• [EXERCISE GOAL]: Your answer should be the full set of records, printed exactly as they stand.

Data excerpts
----
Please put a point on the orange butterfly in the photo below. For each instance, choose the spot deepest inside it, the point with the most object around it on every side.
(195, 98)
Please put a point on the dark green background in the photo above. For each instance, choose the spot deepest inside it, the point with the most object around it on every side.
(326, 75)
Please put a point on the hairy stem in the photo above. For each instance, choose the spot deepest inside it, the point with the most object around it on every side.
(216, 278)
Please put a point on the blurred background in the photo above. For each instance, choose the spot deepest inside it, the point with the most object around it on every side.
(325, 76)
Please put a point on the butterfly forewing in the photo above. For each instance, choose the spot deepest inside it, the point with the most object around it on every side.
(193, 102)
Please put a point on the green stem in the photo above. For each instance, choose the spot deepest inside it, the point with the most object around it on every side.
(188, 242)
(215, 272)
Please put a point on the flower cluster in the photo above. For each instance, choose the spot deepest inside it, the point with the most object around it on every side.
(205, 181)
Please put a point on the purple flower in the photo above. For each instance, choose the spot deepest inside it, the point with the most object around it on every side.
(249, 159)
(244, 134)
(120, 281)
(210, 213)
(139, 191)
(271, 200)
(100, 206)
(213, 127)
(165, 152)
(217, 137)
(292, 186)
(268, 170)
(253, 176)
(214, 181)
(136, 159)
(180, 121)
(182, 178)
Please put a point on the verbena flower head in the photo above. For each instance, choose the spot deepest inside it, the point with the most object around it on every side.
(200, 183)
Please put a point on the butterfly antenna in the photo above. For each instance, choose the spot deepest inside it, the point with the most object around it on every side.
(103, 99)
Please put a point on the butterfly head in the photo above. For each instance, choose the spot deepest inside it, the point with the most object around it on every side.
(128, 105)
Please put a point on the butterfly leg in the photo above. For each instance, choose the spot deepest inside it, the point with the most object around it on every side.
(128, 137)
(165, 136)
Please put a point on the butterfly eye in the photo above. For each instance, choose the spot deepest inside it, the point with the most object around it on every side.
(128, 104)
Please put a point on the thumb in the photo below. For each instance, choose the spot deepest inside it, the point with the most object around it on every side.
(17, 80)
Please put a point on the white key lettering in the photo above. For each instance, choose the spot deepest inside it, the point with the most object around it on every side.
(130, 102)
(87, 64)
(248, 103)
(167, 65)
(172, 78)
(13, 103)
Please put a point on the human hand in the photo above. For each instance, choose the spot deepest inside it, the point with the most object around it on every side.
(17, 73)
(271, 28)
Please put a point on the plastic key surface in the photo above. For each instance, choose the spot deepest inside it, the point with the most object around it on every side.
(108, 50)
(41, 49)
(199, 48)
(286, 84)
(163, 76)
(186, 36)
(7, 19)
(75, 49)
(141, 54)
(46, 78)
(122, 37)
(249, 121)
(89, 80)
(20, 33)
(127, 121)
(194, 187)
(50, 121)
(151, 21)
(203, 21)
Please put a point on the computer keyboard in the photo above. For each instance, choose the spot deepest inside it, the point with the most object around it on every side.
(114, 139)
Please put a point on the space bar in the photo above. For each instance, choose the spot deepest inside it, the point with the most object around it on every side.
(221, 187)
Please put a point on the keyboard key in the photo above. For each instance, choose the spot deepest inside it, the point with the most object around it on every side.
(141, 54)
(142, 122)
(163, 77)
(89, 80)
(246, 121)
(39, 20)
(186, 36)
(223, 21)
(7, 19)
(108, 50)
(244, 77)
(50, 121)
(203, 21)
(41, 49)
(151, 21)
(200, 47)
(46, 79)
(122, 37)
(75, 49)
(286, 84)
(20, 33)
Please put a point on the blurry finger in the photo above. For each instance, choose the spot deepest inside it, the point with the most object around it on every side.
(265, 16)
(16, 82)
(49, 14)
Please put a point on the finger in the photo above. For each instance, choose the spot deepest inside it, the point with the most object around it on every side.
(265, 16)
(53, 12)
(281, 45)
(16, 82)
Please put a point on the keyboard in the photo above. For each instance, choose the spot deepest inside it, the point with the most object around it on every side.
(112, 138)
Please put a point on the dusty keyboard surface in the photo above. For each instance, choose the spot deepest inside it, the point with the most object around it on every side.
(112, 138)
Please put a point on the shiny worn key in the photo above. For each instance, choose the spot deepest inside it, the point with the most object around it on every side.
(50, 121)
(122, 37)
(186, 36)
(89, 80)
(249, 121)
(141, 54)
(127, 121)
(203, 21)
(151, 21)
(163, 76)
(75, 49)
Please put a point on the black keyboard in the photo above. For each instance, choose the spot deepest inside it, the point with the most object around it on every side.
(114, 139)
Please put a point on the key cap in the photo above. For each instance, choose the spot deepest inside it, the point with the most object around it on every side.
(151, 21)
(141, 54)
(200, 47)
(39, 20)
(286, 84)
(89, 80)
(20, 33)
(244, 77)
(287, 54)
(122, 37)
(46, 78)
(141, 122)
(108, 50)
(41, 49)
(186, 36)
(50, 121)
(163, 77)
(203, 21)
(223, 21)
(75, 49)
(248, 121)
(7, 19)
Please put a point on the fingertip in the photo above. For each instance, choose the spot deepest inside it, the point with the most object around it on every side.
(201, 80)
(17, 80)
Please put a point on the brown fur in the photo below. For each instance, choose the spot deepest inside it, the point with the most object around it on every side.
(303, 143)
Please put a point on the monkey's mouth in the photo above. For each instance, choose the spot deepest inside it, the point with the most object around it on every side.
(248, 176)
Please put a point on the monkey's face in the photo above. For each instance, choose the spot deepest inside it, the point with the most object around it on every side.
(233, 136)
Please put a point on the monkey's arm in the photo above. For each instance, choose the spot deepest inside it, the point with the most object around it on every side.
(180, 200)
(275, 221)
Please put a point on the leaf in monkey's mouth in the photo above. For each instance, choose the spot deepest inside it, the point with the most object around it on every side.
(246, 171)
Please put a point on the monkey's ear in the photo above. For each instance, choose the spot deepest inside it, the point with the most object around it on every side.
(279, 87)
----
• [ANSWER BOX]:
Please put a point on the orange butterfly in the photo below. For each instance, choose the spot deepest inside it, the point with the most object around it on every side.
(195, 98)
Please put a point on the dark green background in the photo above. For each instance, choose the spot deepest inside it, the point with the most object around it on every side.
(326, 75)
Please put a point on the hairy stem in the photo above. For each instance, choose the spot deepest inside it, the point with the most object around it on every side.
(216, 278)
Please put a point on the blurred background in the photo above. For each instance, choose the spot deepest inside it, the point with the most object around it on every side.
(325, 76)
Please put a point on the butterfly forewing in the photo above. For each instance, choose the spot deepest inside it, the point with the most object around it on every side.
(193, 102)
Please put a point on the green stem in the photo above. For each instance, choose the spot deepest inside it, the point with the most object around it on every side.
(188, 242)
(215, 272)
Please put a point on the flower cluster in the photo above. For each instance, choose the spot deepest inside it, the point with the most object around it on every side.
(205, 181)
Please put a point on the purple flower in the photo above. For each instance, choose the spot deepest inside it, the point with the most object around it on every side.
(249, 159)
(244, 134)
(120, 281)
(210, 213)
(139, 191)
(271, 200)
(100, 206)
(213, 127)
(165, 152)
(217, 137)
(292, 186)
(268, 170)
(253, 176)
(214, 181)
(136, 159)
(180, 121)
(182, 178)
Please put a point on the verbena flower head in the photo above. For each instance, choose the spot deepest inside it, the point with the most object around it on every side.
(200, 183)
Please put a point on the butterfly antenna in the photo above. For each instance, choose the spot deepest inside it, the point with the most object around it on every side.
(103, 99)
Please put a point on the butterfly head in the photo above. For each instance, choose the spot deepest inside it, the point with the most object around it on every side.
(128, 105)
Please put a point on the butterfly leg in the photo above. For each instance, choose the spot deepest inside it, the point with the most object around it on every side.
(128, 137)
(165, 136)
Please put a point on the butterfly eye in the photo above. For each instance, choose the spot deepest inside it, the point with the most object around it on every side.
(128, 104)
Please put a point on the thumb in the photo below. For each instance, choose the spot deepest inside it, the point with the most object around it on every side.
(17, 80)
Please put a point on the white key lettering in the photo above. For each instance, choose the spot deepest inside it, the point with the most object around it on every side.
(130, 102)
(87, 64)
(248, 103)
(167, 65)
(172, 78)
(13, 103)
Please put a point on the human hand in the photo above. For each instance, choose the spot deepest inside it, the point with the most object around it on every side.
(17, 73)
(271, 28)
Please put a point on the plastic key surface in the photo above. For each instance, choose the spot deepest inside it, the point with the most object around it on every side.
(108, 50)
(41, 49)
(199, 48)
(286, 84)
(163, 76)
(186, 36)
(7, 19)
(75, 49)
(141, 54)
(46, 78)
(122, 37)
(249, 121)
(89, 80)
(20, 33)
(127, 121)
(194, 187)
(50, 121)
(151, 21)
(203, 21)
Please put a point on the computer keyboard in the photo above. For each instance, choose the spot deepest inside it, the point with the most object around it on every side.
(114, 139)
Please put a point on the space bar in the photo above. For each instance, choose the spot deepest inside it, the point with the most object around it on every side.
(221, 187)
Please put a point on the keyboard key in the photo above. For each instance, choose the spot deepest inside it, the point with the most object around it on every side.
(141, 54)
(142, 122)
(163, 77)
(89, 80)
(246, 121)
(39, 20)
(186, 36)
(223, 21)
(7, 19)
(108, 50)
(244, 77)
(50, 121)
(203, 21)
(41, 49)
(151, 21)
(200, 47)
(46, 79)
(122, 37)
(75, 49)
(286, 84)
(20, 33)
Please put a point on the blurry finger in the photo above. For each instance, choose the spot deepest inside it, the point with the most object around it on every side.
(265, 16)
(16, 82)
(49, 14)
Please put a point on the finger in the photo above. For each instance, choose the spot deepest inside it, the point with the most object around it on every side.
(265, 16)
(53, 12)
(281, 45)
(16, 82)
Please put a point on the keyboard in the photo above. For each instance, choose the spot deepest inside it, the point with the most object around it on every side.
(112, 138)
Please put a point on the dusty keyboard surface in the photo above. For each instance, choose the spot deepest inside it, the point with the most object around it on every side.
(112, 138)
Please put a point on the shiny worn key in the photo above. For each instance, choose the spot deepest inside it, the point with the most object around it on every side.
(50, 121)
(122, 37)
(186, 36)
(89, 80)
(249, 121)
(141, 54)
(127, 121)
(203, 21)
(151, 21)
(163, 76)
(75, 49)
Please put a point on the black keyboard in the photo above. For each instance, choose the spot deepest inside it, the point with the most object around it on every side.
(114, 139)
Please put a point on the key cap in the photo above. For each instance, choose the spot deepest inside it, the point with the most object around it on every side.
(151, 21)
(141, 54)
(200, 47)
(39, 20)
(286, 84)
(89, 80)
(20, 33)
(244, 77)
(287, 54)
(122, 37)
(46, 78)
(141, 122)
(108, 50)
(41, 49)
(186, 36)
(50, 121)
(163, 77)
(203, 21)
(223, 21)
(75, 49)
(248, 121)
(7, 19)
Please put a point on the fingertip in the photo above. For each instance, choose the spot deepest inside it, the point with the most object around it on every side.
(201, 80)
(17, 80)
Please put a point on the brown fur in the photo below. For each instance, choose the spot deepest inside it, the point with the most object around it on every side.
(303, 143)
Please put a point on the monkey's mouth in the photo above. For each instance, choose the spot deepest inside it, the point with the most object around it on every side.
(248, 176)
Please put a point on the monkey's face in the photo above. For each instance, choose the spot deepest inside it, the point with the most object around it on every side.
(233, 136)
Please put a point on the monkey's arm in the photo above. For each instance, choose the spot deepest inside it, the point with the most object around it on every side.
(180, 200)
(275, 221)
Please put a point on the leaf in monkey's mouth in the photo above. For each instance, choose the spot deepest inside it, the point with the most object around it on every side.
(246, 171)
Please put a point on the monkey's ear in the photo above. For each instance, choose the spot deepest inside it, the point with the most object around it on every side.
(279, 87)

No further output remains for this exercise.